=== GIVEN EXERCISE 1 ===
Extract the passage of the earnings call transcript from "We continue to" up to and including "long term growth.", word for word.
=== GIVEN EXERCISE 2 ===
Write the next few sentences of the earnings call transcript, picking up after its final sentence.

=== SOURCE EXTRACT ===
=-=-=-=-=

We continue to operate efficiently and actively manage cost. We generated positive cash flow from operations in the quarter, which helped improve further improve liquidity. Our ability to build on the momentum we've generated in recent periods and execute has enabled mine to deliver another quarter of positive adjusted EBITDA and profitability. We remain well positioned to achieve profitability and favorable results in future periods. We maintain our belief the mine is strategically positioned for both near and long term growth.

Speaker 1

While it did not directly impact second quarter results, the approval of our preferred stock proposal and the resulting conversion of all preferred stock into common stock was a very important development. On the conversion, we issued approximately 6,600,000 shares of common stock, now have about 8,000,000 shares outstanding. All outstanding preferred stock, along with associated accrued but undeclared dividends have been retired. Mark will touch on the accounting for this conversion, which we'll see in the Q3. We entered the Q3 with a strong backlog of approximately $26,000,000 I know that some of you have been concerned that there have not been more announcements of new orders recently.

=-=-=-=-=

=== DATASET ===
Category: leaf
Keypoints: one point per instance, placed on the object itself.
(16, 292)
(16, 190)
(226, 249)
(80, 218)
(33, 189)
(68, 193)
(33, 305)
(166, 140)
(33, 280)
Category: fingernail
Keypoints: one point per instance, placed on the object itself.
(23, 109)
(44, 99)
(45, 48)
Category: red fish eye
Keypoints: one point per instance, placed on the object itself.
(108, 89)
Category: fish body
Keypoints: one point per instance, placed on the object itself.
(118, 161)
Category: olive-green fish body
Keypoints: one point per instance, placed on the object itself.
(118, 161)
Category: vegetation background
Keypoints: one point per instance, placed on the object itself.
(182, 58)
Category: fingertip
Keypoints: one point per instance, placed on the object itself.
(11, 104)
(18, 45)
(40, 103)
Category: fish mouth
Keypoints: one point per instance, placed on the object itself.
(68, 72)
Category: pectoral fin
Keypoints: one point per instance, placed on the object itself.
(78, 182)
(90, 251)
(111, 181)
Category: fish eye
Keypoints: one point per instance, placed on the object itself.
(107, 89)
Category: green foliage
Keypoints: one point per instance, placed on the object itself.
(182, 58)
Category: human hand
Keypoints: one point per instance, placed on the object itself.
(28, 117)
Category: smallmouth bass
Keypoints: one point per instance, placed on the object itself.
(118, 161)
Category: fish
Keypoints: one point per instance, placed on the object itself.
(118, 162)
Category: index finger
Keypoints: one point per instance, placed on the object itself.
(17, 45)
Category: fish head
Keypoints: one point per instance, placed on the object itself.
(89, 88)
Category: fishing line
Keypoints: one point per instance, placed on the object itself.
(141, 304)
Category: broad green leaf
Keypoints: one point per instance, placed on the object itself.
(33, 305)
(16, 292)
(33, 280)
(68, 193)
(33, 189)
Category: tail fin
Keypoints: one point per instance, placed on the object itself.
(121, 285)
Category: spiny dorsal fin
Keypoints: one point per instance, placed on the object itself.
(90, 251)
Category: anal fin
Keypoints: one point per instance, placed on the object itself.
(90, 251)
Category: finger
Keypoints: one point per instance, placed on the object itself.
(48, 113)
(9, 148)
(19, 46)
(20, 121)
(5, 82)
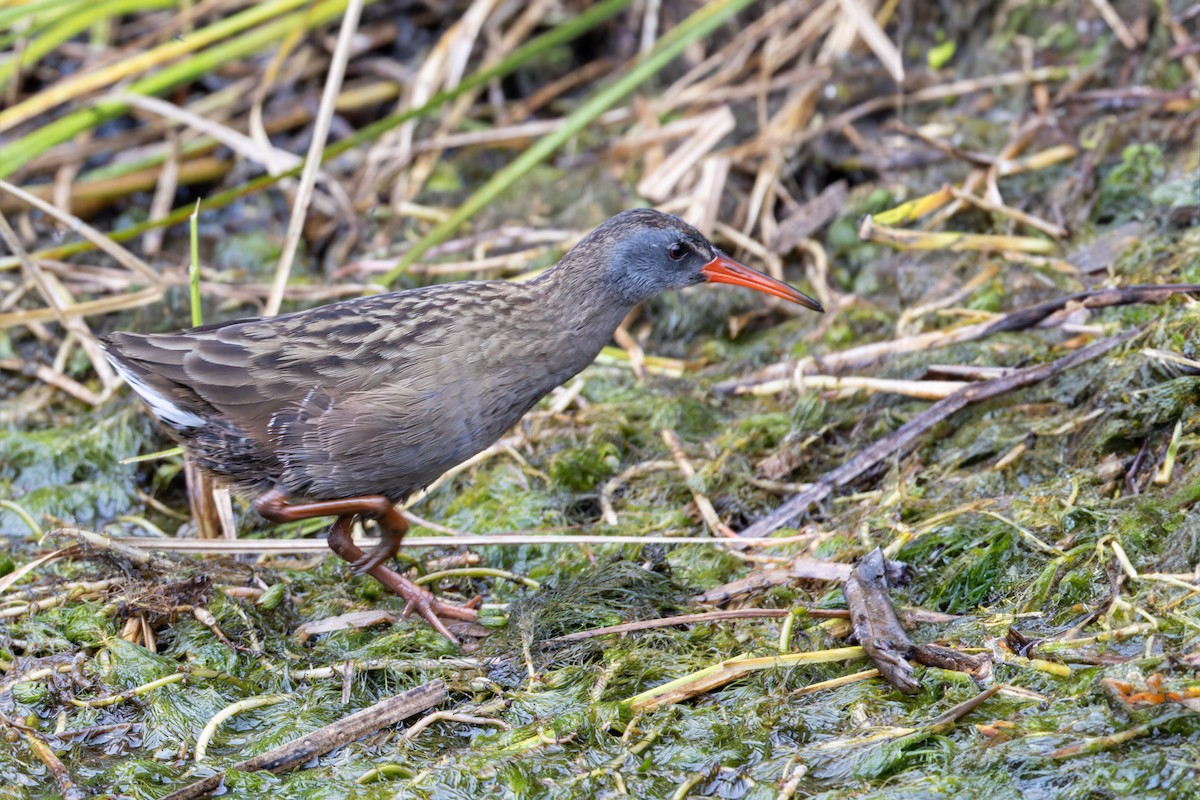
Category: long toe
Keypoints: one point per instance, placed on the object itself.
(423, 601)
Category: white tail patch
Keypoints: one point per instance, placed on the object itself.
(160, 404)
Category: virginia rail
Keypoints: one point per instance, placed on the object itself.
(349, 408)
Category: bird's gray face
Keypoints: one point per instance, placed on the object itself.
(658, 259)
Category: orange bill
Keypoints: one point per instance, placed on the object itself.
(724, 269)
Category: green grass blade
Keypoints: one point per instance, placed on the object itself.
(561, 35)
(694, 28)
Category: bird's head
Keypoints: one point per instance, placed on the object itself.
(646, 252)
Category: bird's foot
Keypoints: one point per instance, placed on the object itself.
(427, 606)
(379, 555)
(415, 597)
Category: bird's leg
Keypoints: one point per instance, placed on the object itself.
(393, 524)
(418, 599)
(273, 506)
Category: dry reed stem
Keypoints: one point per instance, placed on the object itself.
(316, 148)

=-=-=-=-=

=== EXERCISE OUTPUT 1 ===
We continue to operate efficiently and actively manage cost. We generated positive cash flow from operations in the quarter, which helped improve further improve liquidity. Our ability to build on the momentum we've generated in recent periods and execute has enabled mine to deliver another quarter of positive adjusted EBITDA and profitability. We remain well positioned to achieve profitability and favorable results in future periods. We maintain our belief the mine is strategically positioned for both near and long term growth.

=== EXERCISE OUTPUT 2 ===
Speaker 1

Although the order flow is often sporadic, it's not uncommon to see positive in order activity throughout the year, especially during the summer. The backlog at the end of the quarter was down sequentially. However, it was more than 50% higher than at the same time last year, which is quite high by historical standards. We don't announce each and every order we receive. Currently, there are more than $6,000,000 in orders that have been received subsequent to July 31 or that we believe are imminent and those are not included in the reported backlog.

Speaker 1

Beyond that, we have an active pipeline of pending orders and prospects that is well in excess of our backlog received orders. We believe this robust backlog and many of the opportunities we are pursuing bode well for favorable future financial results. As is always the case, the timing of certain orders is subject to variability due to any number of challenges, unforeseen circumstances or customer delivery requirements. Our gun like source controllers, moving link positioning systems and ceiling streamer systems are all contributing to our strong backlog. We currently have a number of pending orders across these product lines.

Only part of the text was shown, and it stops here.